**Location annotation dataset extracts:**

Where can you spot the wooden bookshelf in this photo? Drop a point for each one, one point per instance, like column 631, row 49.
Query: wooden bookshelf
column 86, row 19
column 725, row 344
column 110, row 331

**Problem statement:** Rewrite the data above, substituting "oak bookcase" for each occurrence of "wooden bookshelf" and keeping everything else the same.

**Final answer:**
Where can you spot the oak bookcase in this photo? Drop a point for each one, one point per instance, like column 631, row 49.
Query: oak bookcase
column 86, row 19
column 725, row 344
column 110, row 331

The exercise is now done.